[Entries from a dataset]

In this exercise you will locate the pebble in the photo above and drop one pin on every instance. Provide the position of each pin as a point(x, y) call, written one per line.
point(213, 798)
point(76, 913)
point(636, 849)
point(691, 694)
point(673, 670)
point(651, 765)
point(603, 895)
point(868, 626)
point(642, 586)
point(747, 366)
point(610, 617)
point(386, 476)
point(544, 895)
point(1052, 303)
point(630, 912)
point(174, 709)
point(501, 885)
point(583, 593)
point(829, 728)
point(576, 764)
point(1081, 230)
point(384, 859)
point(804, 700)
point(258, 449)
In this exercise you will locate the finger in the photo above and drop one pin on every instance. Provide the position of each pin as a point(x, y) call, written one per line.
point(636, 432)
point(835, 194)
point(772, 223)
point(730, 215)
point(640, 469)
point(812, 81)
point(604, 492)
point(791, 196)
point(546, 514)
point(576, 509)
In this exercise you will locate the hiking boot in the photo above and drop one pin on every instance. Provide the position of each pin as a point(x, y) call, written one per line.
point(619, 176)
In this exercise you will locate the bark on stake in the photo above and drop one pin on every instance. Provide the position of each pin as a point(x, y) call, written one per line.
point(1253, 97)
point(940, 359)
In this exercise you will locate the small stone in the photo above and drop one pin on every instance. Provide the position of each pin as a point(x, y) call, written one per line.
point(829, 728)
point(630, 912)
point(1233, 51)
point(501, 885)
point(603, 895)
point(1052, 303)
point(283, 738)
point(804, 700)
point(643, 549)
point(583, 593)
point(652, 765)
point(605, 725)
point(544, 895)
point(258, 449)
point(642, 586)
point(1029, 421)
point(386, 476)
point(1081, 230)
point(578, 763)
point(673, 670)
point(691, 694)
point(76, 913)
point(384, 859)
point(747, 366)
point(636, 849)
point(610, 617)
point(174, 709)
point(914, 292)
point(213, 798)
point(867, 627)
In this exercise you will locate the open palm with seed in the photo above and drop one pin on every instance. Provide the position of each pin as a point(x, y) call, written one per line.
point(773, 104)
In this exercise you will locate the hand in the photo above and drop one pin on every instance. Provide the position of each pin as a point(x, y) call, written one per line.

Goal: Lay out every line of the listing above as a Markdown table with two columns, Row and Line, numbering the rows in order and leaving out any blank lines.

Solution to the problem:
| Row | Line |
|---|---|
| 1 | In this exercise you will locate the pebble in the photo above and drop one pin on every instance. Provide the position of each pin as a point(x, y) call, written one per line. |
| 2 | point(213, 798) |
| 3 | point(76, 913) |
| 4 | point(636, 849) |
| 5 | point(691, 694) |
| 6 | point(673, 670) |
| 7 | point(651, 765) |
| 8 | point(603, 895) |
| 9 | point(868, 626) |
| 10 | point(642, 586) |
| 11 | point(747, 366) |
| 12 | point(610, 617) |
| 13 | point(386, 476) |
| 14 | point(544, 895) |
| 15 | point(1052, 303) |
| 16 | point(630, 912) |
| 17 | point(174, 709) |
| 18 | point(501, 885) |
| 19 | point(583, 593) |
| 20 | point(829, 728) |
| 21 | point(576, 764) |
| 22 | point(1081, 230) |
| 23 | point(384, 859) |
| 24 | point(804, 700) |
| 25 | point(258, 449) |
| 26 | In this exercise you will locate the finger in the photo above and drop one pin on every instance. Provide the position of each pin as a point(x, y) call, written one per line. |
| 27 | point(636, 432) |
| 28 | point(835, 194) |
| 29 | point(772, 223) |
| 30 | point(730, 215) |
| 31 | point(640, 469) |
| 32 | point(812, 81) |
| 33 | point(604, 492) |
| 34 | point(791, 196) |
| 35 | point(546, 514) |
| 36 | point(576, 509) |
| 37 | In this exercise you will locate the hiking boot in the photo above and drop one pin on every instance. Provide the position of each pin as a point(x, y) call, written one per line. |
| 38 | point(619, 176) |
| 39 | In this exercise you will locate the bark on stake in the photo above and drop one pin on every instance. Provide the position of each pin as a point(x, y) call, written one per line. |
| 40 | point(1253, 97) |
| 41 | point(940, 359) |
| 42 | In this exercise you will locate the small stone in the photo above and drop one pin on every instance. Provide the position of each pin as a point(x, y) call, written one per line. |
| 43 | point(829, 728) |
| 44 | point(630, 912) |
| 45 | point(1233, 51) |
| 46 | point(501, 885) |
| 47 | point(603, 895) |
| 48 | point(1052, 303) |
| 49 | point(283, 738) |
| 50 | point(804, 700) |
| 51 | point(643, 549) |
| 52 | point(583, 593) |
| 53 | point(652, 765) |
| 54 | point(605, 725) |
| 55 | point(544, 895) |
| 56 | point(258, 449) |
| 57 | point(642, 586) |
| 58 | point(1029, 421) |
| 59 | point(386, 476) |
| 60 | point(1081, 230) |
| 61 | point(578, 763) |
| 62 | point(673, 670) |
| 63 | point(691, 694) |
| 64 | point(76, 913) |
| 65 | point(384, 859) |
| 66 | point(747, 366) |
| 67 | point(636, 849) |
| 68 | point(610, 617) |
| 69 | point(174, 709) |
| 70 | point(914, 292) |
| 71 | point(213, 798) |
| 72 | point(867, 627) |
| 73 | In this exercise you will locate the open palm with seed in the photo above and drop one pin on every instance. Provide the position of each pin as a point(x, y) call, written one per line. |
| 74 | point(773, 104) |
| 75 | In this exercise you will locate the hand in the photo above and drop one pin on every instance. Provide the position of each pin as a point(x, y) call, written one per line. |